> **SUPPLIED PASSAGE**
[Start of section]

= Henry Speldewinde de Boer =

Ceylonese-born British colonial doctor

Captain Dr Henry Speldewinde de Boer, CMG, MC (1889–1957) was a Ceylonese-born British colonial doctor. He was the former Director of Medical Services in Uganda and Nyasaland as well as being elected as County Councillor for the Hemel Hempstead division of Hertfordshire.

Born in Colombo, Ceylon, he was educated at the Royal College, Colombo and went on to England for medical studies at the London Hospital. There he gained his MRCS and LRCP in 1913. With the out break of World War I he joined the British Army and was commissioned as a temporary Lieutenant on 12 January 1915 in the Royal Army Medical Corps. He served in the Gallipoli Campaign with the 1st Battalion, Royal Dublin Fusiliers, during which he was wounded. During the war he received the Military Cross in 1918 and was mentioned in dispatches. He resigned from his commissioned with the rank of captain in 1920 and gain a Diploma of Public Health from the University of Cambridge.

[End of section]

[Recorded data]
[Start of section]

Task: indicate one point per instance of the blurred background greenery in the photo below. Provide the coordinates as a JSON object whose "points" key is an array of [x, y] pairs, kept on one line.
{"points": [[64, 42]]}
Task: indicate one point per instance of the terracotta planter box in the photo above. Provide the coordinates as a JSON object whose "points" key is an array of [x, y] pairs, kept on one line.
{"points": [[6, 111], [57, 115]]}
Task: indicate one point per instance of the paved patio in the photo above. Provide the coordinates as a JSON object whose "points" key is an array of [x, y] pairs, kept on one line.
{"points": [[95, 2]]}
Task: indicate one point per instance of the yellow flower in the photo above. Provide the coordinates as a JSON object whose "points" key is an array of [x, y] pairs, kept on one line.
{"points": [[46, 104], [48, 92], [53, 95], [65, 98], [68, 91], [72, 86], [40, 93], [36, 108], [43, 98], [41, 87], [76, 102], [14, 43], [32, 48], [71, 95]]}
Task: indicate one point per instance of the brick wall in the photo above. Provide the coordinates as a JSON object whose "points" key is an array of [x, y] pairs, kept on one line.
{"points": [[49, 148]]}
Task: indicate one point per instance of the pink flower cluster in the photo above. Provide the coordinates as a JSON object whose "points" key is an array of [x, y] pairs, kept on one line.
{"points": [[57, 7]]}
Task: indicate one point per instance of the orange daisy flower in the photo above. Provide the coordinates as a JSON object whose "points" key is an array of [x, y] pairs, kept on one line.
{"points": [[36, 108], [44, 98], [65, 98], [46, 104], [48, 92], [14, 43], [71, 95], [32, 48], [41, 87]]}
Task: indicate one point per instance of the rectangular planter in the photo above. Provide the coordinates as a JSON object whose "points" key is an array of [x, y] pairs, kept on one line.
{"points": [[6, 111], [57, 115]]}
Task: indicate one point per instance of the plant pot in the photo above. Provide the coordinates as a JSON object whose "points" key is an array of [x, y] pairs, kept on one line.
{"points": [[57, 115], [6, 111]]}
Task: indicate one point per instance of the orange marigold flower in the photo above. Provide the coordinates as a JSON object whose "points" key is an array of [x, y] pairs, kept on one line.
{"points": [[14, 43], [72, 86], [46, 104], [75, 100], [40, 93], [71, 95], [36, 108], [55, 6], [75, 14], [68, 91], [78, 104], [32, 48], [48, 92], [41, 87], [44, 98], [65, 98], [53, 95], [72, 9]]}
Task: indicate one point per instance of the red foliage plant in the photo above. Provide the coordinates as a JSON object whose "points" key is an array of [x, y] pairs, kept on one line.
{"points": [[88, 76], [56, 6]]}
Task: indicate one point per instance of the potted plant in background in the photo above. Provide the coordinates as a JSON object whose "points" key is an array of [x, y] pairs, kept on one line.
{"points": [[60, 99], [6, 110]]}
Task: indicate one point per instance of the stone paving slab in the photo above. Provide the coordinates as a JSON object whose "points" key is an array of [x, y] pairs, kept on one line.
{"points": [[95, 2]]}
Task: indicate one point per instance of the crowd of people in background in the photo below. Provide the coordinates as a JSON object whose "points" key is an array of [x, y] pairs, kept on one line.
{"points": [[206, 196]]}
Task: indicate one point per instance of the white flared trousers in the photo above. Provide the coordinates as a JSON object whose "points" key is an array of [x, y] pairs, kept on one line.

[End of section]

> **APPLY WHAT YOU READ**
- 1) According to the passage on Henry Speldewinde de Boer, in what year did he receive the Military Cross?
- 2) Reproduce the passage on Henry Speldewinde de Boer word for word from "Born in Colombo, Ceylon, he" to "University of Cambridge.".

> **SOLVED TASKS**
- 1) 1918

- 2)
Born in Colombo, Ceylon, he was educated at the Royal College, Colombo and went on to England for medical studies at the London Hospital. There he gained his MRCS and LRCP in 1913. With the out break of World War I he joined the British Army and was commissioned as a temporary Lieutenant on 12 January 1915 in the Royal Army Medical Corps. He served in the Gallipoli Campaign with the 1st Battalion, Royal Dublin Fusiliers, during which he was wounded. During the war he received the Military Cross in 1918 and was mentioned in dispatches. He resigned from his commissioned with the rank of captain in 1920 and gain a Diploma of Public Health from the University of Cambridge.